▶ _Jobs_:
**a)** Answer these questions from the CPT container documentation, one line each, marked as they are:
(i) In what unit is sleeve friction given?
(ii) What title does the constructor use by default?
(iii) Which Python expression does from_gef pass as the title?
**b)** In the CPT container documentation, swap "GEF file" for "GEF data file" in the stretch from "from_gef classmethod" through "gef = read_gef(path)", and give that stretch with the change made.
**c)** Carry on the CPT container documentation from its last line.

Container for a single CPT sounding.

ATTRIBUTE DESCRIPTION
depth

Depth (m).

TYPE: ndarray

qc

Cone tip resistance (MPa or kPa -- callers must be consistent).

TYPE: ndarray

fs

Sleeve friction (kPa).

TYPE: ndarray

u2

Pore pressure behind cone (kPa). Default zeros.

TYPE: ndarray

title

Sounding name.

TYPE: str

Source code in geoeq/io/cpt_container.py
Python
def __init__(
    self,
    depth: Sequence[float],
    qc: Sequence[float],
    fs: Sequence[float] = None,
    u2: Sequence[float] = None,
    title: str = "CPT",
):
    self.depth = np.asarray(depth, dtype=float)
    self.qc = np.asarray(qc, dtype=float)
    self.fs = (np.asarray(fs, dtype=float)
               if fs is not None else np.zeros_like(self.depth))
    self.u2 = (np.asarray(u2, dtype=float)
               if u2 is not None else np.zeros_like(self.depth))
    self.title = title
    self._normalized = None

from_gef classmethod

Python
from_gef(path: Union[str, Path]) -> 'CPT'

Build a CPT from a GEF file.

Source code in geoeq/io/cpt_container.py
Python
@classmethod
def from_gef(cls, path: Union[str, Path]) -> "CPT":
    """Build a CPT from a GEF file."""
    from geoeq.io.gef_reader import read_gef
    gef = read_gef(path)
    d = gef["data"]
    # Common GEF column names: depth, qc, fs, u2 or "Sondeerlengte"...
    depth = _pick(d, ("depth", "z", "sondeerlengte"))
    qc = _pick(d, ("qc", "qc1", "konusw"))
    fs = _pick(d, ("fs", "fs1", "wrijving"), default=None)
    u2 = _pick(d, ("u2", "u", "waterdruk"), default=None)
    return cls(depth=depth, qc=qc, fs=fs, u2=u2,
                title=Path(path).stem)

from_ags classmethod

Python
from_ags(path: Union[str, Path]) -> 'CPT'

Build a CPT from an AGS4 file (uses STCN / SCPT / CPTU groups).

Source code in geoeq/io/cpt_container.py
Python
@classmethod
def from_ags(cls, path: Union[str, Path]) -> "CPT":
    """Build a CPT from an AGS4 file (uses STCN / SCPT / CPTU groups)."""

▶ _Information supplied_:
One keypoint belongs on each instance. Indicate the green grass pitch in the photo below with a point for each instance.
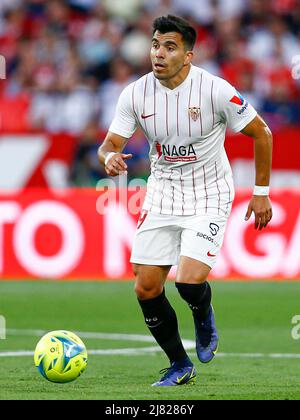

▶ _Task answers_:
**a)**
(i) kPa.
(ii) "CPT".
(iii) Path(path).stem

**b)**
from_gef classmethod

Python
from_gef(path: Union[str, Path]) -> 'CPT'

Build a CPT from a GEF data file.

Source code in geoeq/io/cpt_container.py
Python
@classmethod
def from_gef(cls, path: Union[str, Path]) -> "CPT":
    """Build a CPT from a GEF data file."""
    from geoeq.io.gef_reader import read_gef
    gef = read_gef(path)

**c)**
    from geoeq.io.ags_reader import read_ags
    ags = read_ags(path)
    group = None
    for g in ("SCPT", "STCN", "CPTU", "CPTC"):
        if g in ags:
            group = ags[g]
            break
    if group is None:
        raise ValueError("No CPT-like group (SCPT/STCN/CPTU) in AGS file.")
    depth_key = next((h for h in group["headings"]
                      if "DPTH" in h.upper() or "DEPTH" in h.upper()),
                     group["headings"][0])
    qc_key = next((h for h in group["headings"]
                   if "QC" in h.upper() or "RES" in h.upper()), None)
    fs_key = next((h for h in group["headings"]
                   if "FS" in h.upper()), None)
    u_key = next((h for h in group["headings"]
                  if h.upper() in ("SCPT_U2", "CPTU_U2", "U2")), None)
    rows = group["data"]
    def col(key):
        if key is None:
            return None
        vals = []
        for r in rows:
            try:
                vals.append(float(r.get(key, "nan")))
            except (TypeError, ValueError):
                vals.append(np.nan)
        return np.asarray(vals)
    return cls(depth=col(depth_key), qc=col(qc_key),
                fs=col(fs_key), u2=col(u_key),
                title=Path(path).stem)